= DATA LINES =
━━━━━━━━
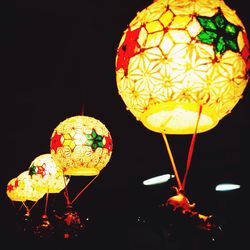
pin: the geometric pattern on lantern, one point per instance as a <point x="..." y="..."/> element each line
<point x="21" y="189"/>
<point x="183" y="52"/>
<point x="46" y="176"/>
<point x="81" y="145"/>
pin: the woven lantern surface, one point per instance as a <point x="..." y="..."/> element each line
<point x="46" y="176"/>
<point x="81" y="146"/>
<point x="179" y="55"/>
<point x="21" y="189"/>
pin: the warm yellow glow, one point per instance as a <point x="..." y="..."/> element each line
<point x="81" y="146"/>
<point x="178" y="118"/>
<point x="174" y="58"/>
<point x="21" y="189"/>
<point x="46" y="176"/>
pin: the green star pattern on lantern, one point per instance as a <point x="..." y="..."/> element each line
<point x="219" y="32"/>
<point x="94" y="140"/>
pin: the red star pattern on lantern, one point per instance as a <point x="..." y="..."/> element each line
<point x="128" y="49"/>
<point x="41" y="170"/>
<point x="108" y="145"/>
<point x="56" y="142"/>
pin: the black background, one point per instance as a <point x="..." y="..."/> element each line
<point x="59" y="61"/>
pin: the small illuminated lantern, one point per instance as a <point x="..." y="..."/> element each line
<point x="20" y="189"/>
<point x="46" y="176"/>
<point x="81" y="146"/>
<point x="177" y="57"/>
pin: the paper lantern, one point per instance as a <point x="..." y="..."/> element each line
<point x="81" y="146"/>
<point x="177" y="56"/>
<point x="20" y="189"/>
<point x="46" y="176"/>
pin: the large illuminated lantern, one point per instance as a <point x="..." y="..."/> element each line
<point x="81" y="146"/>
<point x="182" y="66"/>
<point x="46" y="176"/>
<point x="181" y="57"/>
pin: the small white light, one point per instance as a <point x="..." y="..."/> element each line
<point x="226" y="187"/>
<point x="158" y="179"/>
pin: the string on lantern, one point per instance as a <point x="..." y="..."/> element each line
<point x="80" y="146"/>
━━━━━━━━
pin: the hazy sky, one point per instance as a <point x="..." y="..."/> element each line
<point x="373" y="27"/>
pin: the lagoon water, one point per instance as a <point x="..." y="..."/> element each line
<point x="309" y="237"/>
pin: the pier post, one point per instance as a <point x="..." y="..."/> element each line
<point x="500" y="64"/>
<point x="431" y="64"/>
━━━━━━━━
= STATED GOAL =
How many lines of the records contain the word "small"? Reply with the number alone.

= EXPECTED ANSWER =
2